GOAL: The line containing "Tag the meadow" marks the start; return it and every line after it in the listing below, exactly, through the last.

— BEGIN —

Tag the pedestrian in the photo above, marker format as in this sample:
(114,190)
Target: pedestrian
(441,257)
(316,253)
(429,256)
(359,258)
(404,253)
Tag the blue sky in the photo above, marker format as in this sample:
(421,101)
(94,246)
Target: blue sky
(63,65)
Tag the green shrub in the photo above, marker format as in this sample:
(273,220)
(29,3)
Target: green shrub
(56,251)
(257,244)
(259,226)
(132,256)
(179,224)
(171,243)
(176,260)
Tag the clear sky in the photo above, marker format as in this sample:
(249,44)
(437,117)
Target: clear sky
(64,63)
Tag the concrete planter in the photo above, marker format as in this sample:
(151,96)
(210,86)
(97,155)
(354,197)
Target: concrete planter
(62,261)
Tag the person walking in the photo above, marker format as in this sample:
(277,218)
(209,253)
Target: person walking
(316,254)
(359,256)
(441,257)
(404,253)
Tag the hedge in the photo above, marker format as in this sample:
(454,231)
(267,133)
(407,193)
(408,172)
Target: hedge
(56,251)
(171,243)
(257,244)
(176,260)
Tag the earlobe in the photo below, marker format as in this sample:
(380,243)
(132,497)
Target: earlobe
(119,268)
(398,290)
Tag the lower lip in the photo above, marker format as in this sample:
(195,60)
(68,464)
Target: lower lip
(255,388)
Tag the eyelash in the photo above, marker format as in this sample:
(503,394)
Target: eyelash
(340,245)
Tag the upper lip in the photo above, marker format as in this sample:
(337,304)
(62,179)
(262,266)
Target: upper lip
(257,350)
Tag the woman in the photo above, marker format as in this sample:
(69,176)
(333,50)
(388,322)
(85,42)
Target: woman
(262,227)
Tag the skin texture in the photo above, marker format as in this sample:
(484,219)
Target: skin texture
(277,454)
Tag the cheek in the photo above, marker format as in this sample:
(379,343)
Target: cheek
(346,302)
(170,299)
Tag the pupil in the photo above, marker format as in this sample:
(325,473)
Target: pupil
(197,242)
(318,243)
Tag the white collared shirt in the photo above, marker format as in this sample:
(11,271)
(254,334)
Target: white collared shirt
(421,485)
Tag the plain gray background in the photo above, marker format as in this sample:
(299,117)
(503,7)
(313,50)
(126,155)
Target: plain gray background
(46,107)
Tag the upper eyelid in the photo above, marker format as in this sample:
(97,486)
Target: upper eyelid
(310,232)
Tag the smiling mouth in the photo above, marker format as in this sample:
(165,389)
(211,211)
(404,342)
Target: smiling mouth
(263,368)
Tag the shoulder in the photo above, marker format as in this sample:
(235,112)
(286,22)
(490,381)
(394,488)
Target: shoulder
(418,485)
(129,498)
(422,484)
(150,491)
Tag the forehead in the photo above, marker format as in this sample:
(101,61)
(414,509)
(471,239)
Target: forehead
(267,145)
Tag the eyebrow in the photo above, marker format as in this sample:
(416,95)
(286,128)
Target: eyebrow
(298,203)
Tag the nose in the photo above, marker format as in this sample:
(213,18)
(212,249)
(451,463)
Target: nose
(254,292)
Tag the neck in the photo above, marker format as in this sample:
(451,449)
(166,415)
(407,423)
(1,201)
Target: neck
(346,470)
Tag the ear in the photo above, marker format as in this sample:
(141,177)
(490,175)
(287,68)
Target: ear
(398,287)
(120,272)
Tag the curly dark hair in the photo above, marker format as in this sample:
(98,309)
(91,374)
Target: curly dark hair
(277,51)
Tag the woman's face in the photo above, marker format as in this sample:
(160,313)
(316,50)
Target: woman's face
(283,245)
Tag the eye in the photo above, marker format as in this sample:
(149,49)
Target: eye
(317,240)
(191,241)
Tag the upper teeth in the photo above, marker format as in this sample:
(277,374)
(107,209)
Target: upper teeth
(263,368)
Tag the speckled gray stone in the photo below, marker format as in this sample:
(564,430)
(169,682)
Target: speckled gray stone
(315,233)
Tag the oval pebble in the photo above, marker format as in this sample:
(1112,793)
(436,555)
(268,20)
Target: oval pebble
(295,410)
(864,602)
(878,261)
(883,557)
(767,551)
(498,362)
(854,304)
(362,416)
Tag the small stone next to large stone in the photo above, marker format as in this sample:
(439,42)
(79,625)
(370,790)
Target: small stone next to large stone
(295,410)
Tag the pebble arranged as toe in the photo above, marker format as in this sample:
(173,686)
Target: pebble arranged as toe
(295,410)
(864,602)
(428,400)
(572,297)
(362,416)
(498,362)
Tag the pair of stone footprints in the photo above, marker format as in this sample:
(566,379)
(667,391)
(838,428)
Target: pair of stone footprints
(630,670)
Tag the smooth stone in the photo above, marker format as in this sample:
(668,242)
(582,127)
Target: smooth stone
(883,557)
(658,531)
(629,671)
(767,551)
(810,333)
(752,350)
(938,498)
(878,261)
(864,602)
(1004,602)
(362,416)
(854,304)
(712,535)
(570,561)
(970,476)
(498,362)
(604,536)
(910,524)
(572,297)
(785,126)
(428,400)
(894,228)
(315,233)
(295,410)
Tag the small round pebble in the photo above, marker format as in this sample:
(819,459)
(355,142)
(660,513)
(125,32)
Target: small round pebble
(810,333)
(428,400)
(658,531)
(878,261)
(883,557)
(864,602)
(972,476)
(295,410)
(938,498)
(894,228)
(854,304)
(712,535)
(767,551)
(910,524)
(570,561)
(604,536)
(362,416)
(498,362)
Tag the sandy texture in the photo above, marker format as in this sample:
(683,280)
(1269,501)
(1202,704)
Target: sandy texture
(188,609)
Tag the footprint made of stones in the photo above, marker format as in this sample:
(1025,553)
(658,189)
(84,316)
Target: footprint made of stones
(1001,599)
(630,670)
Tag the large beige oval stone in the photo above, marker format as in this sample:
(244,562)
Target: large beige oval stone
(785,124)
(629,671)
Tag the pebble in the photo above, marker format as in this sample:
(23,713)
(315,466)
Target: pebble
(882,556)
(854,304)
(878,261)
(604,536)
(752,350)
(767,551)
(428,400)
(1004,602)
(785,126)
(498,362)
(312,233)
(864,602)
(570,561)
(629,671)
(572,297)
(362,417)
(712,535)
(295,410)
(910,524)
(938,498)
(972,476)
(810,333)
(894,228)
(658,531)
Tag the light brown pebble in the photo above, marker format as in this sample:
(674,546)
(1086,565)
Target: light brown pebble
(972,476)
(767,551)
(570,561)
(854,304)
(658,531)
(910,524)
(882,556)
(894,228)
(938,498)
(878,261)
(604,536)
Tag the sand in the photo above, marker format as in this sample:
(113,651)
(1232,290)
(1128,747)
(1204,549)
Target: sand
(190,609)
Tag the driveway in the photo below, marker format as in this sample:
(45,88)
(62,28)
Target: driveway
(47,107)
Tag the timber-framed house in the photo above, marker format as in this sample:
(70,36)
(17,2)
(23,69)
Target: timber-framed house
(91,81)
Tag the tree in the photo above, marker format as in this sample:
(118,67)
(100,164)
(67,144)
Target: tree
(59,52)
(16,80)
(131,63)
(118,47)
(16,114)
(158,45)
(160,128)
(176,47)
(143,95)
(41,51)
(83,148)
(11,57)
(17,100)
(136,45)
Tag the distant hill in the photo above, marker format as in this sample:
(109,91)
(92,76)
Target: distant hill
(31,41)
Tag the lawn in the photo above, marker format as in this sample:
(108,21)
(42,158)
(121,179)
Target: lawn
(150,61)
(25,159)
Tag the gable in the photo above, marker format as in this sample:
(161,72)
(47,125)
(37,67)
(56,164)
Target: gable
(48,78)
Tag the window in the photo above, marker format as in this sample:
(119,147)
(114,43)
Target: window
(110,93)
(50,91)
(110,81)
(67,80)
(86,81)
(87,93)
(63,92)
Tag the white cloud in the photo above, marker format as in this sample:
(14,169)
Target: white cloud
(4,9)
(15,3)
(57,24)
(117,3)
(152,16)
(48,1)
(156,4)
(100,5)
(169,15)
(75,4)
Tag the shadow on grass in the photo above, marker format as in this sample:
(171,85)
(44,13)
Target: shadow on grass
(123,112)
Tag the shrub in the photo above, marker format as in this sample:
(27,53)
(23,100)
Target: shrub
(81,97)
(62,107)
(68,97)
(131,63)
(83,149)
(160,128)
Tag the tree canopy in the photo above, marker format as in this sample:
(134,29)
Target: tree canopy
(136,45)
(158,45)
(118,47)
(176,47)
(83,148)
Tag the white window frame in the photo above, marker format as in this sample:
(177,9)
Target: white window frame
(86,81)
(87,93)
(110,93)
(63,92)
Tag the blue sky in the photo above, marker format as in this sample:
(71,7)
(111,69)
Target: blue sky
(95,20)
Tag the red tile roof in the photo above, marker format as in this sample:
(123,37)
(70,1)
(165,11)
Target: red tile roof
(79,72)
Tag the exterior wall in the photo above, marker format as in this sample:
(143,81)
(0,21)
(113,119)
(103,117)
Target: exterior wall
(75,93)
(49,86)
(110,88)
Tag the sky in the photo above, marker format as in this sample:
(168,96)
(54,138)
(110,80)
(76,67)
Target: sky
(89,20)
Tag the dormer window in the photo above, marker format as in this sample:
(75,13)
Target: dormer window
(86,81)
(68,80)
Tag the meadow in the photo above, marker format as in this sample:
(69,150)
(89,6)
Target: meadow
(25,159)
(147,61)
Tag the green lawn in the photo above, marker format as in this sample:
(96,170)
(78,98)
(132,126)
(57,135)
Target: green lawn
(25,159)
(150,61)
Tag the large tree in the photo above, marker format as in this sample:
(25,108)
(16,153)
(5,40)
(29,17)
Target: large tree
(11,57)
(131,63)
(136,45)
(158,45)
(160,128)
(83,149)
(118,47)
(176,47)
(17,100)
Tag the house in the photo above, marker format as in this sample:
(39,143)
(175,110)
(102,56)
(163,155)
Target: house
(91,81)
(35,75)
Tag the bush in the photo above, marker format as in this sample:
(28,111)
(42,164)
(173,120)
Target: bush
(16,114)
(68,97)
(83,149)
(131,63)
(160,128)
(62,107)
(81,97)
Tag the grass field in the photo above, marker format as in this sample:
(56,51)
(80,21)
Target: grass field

— END —

COMPLETED EXERCISE:
Tag the meadow in the photo above, marker format as in this sample:
(69,150)
(89,6)
Target: meadow
(25,159)
(147,61)
Tag the green lawn in the photo above, marker format as in this sample:
(96,170)
(78,98)
(132,126)
(57,135)
Target: green lawn
(25,159)
(150,61)
Tag the large tree in the photo above, marker format as in this sample:
(25,108)
(16,153)
(5,40)
(29,17)
Target: large tree
(11,57)
(131,63)
(136,45)
(158,45)
(160,128)
(83,149)
(118,47)
(176,47)
(17,100)
Tag the house in the photo above, marker format as in this sample:
(39,143)
(175,110)
(102,56)
(163,155)
Target: house
(91,81)
(35,75)
Tag the bush in the photo above, marker format as in this sample:
(28,111)
(42,164)
(173,120)
Target: bush
(16,114)
(68,97)
(83,149)
(131,63)
(160,128)
(62,107)
(81,97)
Tag the grass field in the photo above, marker format as in this sample:
(56,51)
(80,21)
Target: grass field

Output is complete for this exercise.